How Cruising Will Change in a Post-Pandemic World

The COVID-19 pandemic continues with social distancing recommendations still firmly in place and increased hygiene measures across the board, however in Australia at least, local and domestic travel is beginning to see a much-needed revival.

Domestic flight sales have kicked off from all major airlines and road trip itineraries have never been so popular as Australians are encouraged to Holiday Here This Year, as per Tourism Australia’s ongoing campaign — which initially kicked off after the bushfire season as a means to get Aussies exploring bushfire-affected towns.

One major travel branch, however, is yet to see its resurrection. Despite summer being the most popular season, cruise ships are only now preparing to re-enter the travel landscape with updated health and safety measures that will protect passengers, staff and the cities in which the ships are docked.

The Cruise Line International Association (CLIA) has announced new changes and restrictions that passengers can expect from cruises, should the Federal Government lift its current ban on cruising, which could occur on December 17.

※ ※ ※

**TASK TO CARRY OUT:**
According to the article on post-pandemic cruising, on what date could the Federal Government lift its current ban on cruising? The items have no connection to the article on post-pandemic cruising.

※ ※ ※

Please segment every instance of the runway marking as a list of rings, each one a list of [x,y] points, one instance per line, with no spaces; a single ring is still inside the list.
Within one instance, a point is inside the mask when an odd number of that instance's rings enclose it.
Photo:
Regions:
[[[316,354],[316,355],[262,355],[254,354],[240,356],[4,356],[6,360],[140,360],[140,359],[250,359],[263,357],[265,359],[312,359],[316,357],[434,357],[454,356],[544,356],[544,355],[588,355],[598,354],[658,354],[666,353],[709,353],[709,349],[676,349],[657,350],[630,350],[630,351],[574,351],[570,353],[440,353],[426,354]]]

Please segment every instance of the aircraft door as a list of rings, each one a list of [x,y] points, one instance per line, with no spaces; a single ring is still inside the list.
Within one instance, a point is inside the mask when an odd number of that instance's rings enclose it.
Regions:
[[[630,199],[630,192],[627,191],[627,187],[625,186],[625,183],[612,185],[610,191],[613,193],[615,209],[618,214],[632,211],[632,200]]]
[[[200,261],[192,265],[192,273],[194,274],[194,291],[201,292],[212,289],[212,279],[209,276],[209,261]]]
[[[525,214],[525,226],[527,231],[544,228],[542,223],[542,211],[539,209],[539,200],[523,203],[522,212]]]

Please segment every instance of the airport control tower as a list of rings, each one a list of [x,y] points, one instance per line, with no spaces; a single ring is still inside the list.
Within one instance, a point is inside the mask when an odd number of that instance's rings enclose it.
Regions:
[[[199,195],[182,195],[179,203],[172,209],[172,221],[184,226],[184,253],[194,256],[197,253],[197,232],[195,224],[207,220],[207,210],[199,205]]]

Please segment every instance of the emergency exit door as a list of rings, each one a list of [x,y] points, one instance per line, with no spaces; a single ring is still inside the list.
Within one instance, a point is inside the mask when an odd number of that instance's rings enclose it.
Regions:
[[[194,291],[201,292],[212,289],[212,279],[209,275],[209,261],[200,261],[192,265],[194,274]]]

※ ※ ※

**SOLUTION TO THE PROBLEM:**
December 17.